>> Begin

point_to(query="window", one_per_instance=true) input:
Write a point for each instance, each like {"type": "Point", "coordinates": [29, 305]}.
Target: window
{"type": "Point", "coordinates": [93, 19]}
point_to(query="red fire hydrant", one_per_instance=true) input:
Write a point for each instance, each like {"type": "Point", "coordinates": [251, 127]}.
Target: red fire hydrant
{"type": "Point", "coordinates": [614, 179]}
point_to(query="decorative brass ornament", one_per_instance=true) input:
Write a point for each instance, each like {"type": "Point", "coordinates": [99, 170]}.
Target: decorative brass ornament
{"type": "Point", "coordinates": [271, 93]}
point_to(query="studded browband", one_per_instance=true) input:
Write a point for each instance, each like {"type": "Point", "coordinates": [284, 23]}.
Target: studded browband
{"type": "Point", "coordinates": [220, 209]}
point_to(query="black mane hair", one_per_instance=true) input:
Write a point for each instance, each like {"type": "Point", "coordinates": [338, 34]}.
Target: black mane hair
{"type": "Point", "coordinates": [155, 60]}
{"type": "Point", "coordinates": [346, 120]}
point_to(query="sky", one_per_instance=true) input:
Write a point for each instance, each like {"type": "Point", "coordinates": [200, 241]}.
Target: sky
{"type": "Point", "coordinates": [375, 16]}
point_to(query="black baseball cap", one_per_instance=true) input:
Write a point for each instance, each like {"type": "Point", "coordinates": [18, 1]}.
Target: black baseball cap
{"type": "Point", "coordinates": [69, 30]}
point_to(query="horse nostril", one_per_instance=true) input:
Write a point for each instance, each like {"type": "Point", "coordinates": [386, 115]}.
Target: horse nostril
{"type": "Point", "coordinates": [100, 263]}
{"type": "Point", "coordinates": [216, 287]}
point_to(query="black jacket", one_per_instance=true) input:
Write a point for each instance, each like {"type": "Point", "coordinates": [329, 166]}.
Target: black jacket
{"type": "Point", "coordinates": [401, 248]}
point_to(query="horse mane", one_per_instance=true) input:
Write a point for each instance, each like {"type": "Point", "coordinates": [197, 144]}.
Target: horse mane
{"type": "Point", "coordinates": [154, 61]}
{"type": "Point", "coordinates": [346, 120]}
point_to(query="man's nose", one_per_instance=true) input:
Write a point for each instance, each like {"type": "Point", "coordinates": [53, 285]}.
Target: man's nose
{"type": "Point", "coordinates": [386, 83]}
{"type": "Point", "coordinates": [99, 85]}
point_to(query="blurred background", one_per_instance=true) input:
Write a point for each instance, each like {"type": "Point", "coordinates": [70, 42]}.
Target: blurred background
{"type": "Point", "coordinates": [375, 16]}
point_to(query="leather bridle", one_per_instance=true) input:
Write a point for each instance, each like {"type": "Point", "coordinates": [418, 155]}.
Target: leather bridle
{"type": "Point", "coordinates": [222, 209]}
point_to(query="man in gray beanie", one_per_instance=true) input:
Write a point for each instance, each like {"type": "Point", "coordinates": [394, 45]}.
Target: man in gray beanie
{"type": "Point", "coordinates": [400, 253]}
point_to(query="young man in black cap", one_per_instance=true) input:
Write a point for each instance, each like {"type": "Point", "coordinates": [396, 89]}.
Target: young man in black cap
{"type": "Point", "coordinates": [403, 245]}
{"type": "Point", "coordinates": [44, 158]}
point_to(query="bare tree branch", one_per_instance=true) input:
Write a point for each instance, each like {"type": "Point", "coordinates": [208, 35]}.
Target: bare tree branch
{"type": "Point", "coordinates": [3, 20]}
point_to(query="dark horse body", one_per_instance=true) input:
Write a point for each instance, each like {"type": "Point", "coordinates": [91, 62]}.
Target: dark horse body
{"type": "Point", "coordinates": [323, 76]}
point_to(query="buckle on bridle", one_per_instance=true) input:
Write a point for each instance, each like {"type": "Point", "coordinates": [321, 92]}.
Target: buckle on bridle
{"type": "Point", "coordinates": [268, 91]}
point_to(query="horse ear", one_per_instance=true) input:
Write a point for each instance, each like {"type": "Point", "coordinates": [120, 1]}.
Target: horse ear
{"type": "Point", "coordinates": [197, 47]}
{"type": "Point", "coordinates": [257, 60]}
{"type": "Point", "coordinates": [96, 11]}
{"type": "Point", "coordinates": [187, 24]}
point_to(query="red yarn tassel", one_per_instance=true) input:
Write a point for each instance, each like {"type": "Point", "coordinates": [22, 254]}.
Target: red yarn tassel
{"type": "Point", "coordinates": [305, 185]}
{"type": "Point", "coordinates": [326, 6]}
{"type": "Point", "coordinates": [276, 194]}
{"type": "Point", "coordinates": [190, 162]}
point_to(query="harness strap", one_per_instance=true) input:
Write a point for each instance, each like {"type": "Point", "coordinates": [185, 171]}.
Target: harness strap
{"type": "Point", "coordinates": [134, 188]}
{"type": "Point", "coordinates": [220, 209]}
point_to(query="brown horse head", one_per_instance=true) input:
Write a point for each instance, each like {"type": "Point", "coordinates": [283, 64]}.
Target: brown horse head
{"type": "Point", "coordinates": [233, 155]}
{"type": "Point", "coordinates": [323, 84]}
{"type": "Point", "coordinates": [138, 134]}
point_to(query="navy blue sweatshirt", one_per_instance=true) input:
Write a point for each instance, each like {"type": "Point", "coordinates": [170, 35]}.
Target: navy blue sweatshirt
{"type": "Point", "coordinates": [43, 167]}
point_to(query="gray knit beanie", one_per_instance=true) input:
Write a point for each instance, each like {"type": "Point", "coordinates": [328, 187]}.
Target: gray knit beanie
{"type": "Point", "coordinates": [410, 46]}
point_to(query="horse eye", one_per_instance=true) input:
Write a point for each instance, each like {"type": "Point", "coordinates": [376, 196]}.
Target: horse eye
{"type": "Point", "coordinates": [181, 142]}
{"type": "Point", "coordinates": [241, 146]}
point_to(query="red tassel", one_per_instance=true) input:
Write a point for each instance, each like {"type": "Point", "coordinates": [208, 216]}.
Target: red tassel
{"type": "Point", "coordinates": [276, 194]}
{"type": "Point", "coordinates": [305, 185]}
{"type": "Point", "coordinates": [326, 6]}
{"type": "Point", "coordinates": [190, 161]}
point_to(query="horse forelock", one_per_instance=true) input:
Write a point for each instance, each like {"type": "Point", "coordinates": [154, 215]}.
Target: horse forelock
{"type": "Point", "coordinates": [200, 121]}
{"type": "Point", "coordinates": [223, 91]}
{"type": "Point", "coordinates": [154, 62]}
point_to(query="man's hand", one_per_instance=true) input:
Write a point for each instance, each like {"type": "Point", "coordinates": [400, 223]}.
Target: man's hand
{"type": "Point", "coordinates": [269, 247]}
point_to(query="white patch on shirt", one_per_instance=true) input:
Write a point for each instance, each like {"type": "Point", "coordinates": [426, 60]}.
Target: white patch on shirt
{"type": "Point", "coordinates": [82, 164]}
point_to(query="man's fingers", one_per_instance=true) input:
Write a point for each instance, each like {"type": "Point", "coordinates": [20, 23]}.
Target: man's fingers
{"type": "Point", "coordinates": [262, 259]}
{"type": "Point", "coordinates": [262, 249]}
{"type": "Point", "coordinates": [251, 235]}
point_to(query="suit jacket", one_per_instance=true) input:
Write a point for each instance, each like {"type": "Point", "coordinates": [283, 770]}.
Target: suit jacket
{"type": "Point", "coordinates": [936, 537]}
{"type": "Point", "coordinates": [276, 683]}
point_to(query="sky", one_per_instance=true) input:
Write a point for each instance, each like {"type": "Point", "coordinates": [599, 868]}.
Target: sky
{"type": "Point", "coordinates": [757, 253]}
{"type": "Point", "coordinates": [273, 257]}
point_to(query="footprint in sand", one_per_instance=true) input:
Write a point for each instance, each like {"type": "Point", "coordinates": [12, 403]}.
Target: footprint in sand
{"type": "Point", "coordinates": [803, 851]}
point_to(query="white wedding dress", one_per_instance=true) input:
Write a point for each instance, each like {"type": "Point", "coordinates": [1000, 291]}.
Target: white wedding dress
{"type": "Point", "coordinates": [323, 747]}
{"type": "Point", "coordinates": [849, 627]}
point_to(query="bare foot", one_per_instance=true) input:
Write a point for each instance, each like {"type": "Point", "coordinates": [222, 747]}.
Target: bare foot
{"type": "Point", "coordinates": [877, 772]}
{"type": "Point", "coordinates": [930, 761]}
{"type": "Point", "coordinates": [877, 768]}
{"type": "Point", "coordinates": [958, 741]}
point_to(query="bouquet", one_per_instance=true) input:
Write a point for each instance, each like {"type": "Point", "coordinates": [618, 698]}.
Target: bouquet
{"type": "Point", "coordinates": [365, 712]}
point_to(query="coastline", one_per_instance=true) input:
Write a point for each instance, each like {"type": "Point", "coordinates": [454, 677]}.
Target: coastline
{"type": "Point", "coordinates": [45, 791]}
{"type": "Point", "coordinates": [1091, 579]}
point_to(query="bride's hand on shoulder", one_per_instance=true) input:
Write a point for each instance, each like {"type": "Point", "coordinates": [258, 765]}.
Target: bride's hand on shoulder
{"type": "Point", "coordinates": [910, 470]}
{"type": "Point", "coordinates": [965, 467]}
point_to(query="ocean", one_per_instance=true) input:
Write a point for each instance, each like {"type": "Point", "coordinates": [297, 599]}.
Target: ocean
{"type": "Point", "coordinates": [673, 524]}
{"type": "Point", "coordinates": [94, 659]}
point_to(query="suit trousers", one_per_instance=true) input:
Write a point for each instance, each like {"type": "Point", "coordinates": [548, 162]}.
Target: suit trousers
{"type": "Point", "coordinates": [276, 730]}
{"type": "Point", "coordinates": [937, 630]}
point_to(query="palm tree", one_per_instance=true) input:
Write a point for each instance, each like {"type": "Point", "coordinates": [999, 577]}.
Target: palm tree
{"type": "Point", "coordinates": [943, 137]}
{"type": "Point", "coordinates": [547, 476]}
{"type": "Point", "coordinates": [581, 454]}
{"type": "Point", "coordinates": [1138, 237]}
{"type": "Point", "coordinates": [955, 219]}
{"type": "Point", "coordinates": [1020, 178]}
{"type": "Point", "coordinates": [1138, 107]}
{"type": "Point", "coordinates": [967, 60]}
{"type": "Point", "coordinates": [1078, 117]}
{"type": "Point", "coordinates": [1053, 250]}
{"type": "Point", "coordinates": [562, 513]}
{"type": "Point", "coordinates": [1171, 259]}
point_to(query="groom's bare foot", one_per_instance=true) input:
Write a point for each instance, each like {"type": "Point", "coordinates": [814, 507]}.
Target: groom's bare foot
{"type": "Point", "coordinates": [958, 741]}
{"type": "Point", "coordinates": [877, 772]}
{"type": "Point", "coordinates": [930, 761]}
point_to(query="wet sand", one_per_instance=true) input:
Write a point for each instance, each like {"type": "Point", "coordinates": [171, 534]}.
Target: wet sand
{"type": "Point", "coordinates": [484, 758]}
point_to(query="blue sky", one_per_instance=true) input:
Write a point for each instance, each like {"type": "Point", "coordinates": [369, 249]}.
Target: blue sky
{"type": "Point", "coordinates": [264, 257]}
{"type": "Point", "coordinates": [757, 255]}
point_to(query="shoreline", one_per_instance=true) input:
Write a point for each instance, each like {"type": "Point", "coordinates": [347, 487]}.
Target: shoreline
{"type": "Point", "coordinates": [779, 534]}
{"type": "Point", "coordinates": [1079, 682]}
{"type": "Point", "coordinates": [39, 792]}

>> End

● **Directive**: Find every line in the material above that contains the word "ocean", and copy each of those lines.

● **The answer**:
point_to(query="ocean", one_per_instance=true) input:
Target: ocean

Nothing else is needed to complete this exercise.